Text section:
== Segment start ==

Code Intelligence (22 tools)

Formal verification, semantic analysis, runtime intelligence, mutation testing, supply chain, and quality gates — all wired as structured tool integrations, surfaced in the TUI CodeIntelligenceScreen (accessible via /ci command palette or forge tui --screen ci).

Tool Role Mode TUI
bandit Security analysis Hard gate
semgrep Secrets + security rules Hard gate (p/secrets)
pip_audit CVE scanning Hard gate — no HIGH/CRITICAL CVEs
pyupgrade Python version upgrade Auto-fix
radon Complexity analysis Hard gate CC > 10
vulture Dead code detection Hard gate ≥80% confidence
griffe API contract drift Hard gate
deptry Dependency analysis Missing dep = hard gate
cyclonedx SBOM generation Artifact — CycloneDX JSON per build
crosshair Static contract proving Hard gate — no violations
hypothesis Property-based test generation Advisory — enriches test coverage
mutmut Mutation testing Hard gate — score ≥ 70%
jedi Semantic callers/inference Blast-radius analysis
rope Semantic refactoring Safe renames/moves
memray Memory profiling Advisory feedback
pyspy CPU sampling Advisory feedback
otel OpenTelemetry tracing Traces on test failure
pyright Type checking Hard gate — wired in coder
ctags Symbol index Navigation
atlas Schema migration Migration files

Skills

Skills are reusable knowledge stored in ~/.forge/skills/ and ~/.hermes/skills/. They teach agents how to use the tools — thresholds, patterns, error interpretation. They are loaded on demand per agent role.

== Segment end ==

Data extract:
== Segment start ==

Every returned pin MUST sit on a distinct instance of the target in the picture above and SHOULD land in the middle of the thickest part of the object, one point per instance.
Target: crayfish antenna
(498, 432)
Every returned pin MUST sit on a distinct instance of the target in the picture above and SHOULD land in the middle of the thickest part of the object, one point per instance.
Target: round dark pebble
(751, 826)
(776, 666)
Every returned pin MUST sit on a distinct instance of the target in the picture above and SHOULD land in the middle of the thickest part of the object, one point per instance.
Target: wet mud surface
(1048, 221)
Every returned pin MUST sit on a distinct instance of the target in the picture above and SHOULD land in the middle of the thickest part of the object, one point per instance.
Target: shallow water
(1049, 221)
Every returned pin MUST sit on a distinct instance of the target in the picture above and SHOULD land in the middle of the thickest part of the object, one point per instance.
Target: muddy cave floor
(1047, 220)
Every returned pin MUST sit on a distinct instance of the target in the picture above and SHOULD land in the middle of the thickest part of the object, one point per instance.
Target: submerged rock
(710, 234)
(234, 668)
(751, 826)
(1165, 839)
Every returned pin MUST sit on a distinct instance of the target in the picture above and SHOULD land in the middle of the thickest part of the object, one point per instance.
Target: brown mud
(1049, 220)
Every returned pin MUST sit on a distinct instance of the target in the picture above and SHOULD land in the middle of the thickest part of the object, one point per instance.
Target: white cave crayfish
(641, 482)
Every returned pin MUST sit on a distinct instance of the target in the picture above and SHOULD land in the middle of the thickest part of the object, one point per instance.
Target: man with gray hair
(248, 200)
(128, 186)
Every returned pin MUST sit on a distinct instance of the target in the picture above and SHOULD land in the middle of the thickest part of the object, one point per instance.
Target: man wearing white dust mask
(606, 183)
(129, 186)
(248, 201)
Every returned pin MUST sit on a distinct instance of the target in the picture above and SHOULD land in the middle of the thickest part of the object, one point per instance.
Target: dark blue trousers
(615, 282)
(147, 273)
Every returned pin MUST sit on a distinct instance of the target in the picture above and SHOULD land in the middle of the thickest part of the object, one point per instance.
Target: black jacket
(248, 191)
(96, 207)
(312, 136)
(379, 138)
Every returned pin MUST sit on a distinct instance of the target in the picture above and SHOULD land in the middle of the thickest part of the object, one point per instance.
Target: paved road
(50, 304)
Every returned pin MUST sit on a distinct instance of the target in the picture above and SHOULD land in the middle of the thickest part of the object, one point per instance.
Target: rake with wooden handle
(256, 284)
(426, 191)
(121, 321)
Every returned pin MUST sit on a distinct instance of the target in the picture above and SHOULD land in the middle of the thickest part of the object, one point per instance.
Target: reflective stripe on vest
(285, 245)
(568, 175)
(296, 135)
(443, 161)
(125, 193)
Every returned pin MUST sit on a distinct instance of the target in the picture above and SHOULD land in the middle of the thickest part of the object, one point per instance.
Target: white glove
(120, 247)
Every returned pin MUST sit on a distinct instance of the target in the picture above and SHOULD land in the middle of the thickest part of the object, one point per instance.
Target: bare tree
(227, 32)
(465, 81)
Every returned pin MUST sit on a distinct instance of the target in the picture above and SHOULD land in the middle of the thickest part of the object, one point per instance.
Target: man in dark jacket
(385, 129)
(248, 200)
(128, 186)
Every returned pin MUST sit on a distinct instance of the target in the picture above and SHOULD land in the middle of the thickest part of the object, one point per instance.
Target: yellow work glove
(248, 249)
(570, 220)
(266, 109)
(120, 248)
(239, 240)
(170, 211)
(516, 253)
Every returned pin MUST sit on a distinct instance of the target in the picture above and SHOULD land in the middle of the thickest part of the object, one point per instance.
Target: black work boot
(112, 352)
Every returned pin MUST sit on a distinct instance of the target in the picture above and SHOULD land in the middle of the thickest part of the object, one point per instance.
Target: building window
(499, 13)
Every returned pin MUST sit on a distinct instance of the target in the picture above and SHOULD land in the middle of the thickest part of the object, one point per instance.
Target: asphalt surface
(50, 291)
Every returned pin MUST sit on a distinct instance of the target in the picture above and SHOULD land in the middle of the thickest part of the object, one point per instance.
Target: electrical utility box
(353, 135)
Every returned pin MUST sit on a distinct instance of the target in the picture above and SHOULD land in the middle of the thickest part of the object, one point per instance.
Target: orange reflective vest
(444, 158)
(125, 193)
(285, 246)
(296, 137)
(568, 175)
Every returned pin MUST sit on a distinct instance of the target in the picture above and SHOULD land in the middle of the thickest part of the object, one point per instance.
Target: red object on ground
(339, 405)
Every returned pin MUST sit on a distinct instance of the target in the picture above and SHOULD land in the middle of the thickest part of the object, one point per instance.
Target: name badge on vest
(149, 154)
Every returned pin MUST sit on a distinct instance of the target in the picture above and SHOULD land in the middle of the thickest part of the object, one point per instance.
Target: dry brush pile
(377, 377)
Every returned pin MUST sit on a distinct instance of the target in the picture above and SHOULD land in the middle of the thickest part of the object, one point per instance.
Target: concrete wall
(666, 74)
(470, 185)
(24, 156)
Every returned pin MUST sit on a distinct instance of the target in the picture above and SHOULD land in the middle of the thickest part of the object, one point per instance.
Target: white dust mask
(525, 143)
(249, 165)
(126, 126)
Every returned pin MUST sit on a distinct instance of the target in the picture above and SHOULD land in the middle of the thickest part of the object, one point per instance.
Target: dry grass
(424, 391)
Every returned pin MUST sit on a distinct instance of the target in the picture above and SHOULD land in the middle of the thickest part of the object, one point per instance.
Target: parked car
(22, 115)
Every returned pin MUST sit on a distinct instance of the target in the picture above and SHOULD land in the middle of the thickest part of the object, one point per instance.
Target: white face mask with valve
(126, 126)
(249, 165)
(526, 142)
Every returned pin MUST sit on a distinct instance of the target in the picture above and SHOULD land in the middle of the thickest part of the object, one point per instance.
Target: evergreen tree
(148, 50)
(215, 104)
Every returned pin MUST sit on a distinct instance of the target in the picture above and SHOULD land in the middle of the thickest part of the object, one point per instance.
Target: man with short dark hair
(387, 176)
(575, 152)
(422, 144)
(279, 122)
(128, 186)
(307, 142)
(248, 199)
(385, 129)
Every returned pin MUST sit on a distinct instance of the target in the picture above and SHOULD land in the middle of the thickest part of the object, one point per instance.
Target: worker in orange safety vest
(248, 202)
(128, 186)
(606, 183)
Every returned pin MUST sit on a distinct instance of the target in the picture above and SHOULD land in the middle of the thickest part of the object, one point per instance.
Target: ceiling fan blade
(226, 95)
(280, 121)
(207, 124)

== Segment end ==

Task item A:
From the table in the Code Intelligence section, list every tool whose mode is marked as advisory.
Task item B:
Extend the Code Intelligence section with new text that follows its last sentence about skills.

Written answer A:
hypothesis, memray, pyspy

Written answer B:
forge --list-skills

Agent Role Skills

Skill Teaches
reviewer 10-gate hierarchy, evidence formatting, blocking failure strings
test-writer Property-based vs example-based thinking, mutmut loop, Hypothesis patterns
coder TDD discipline, minimal fix, pyupgrade + crosshair in TDD loop

Quality Gate Skills

Skill Teaches
bandit B301/B303/B310/B608 patterns, fix templates, rejection strings
radon CC sources (nested conditionals, boolean expressions), refactor patterns
vulture 80% confidence rule, speculative code detection
pyright TypedDict/Generic/Protocol patterns, type annotation discipline
mutmut Survivor interpretation, test-to-kill mapping, threshold philosophy
crosshair PEP 316 contract syntax, counterexample reading
hypothesis Strategy map, invariant testing, @given/@settings patterns
pip-audit CVE severity mapping, auto-fix strategy
griffe Drift detection, contract comparison logic

Semantic Skills

Skill Teaches
jedi find_callers/get_inference vs grep, reference fields, limitations
rope rename/extract/inline vs string-replace, safe refactor pattern

Stack Skills

Skill Teaches
fastapi Project structure, route patterns, Pydantic v2, dependency injection
postgres Soft deletes, audit logging, JSONB, multi-tenancy, indexing

TUI

Launch with forge tui — full-screen Textual interface with 6 screens.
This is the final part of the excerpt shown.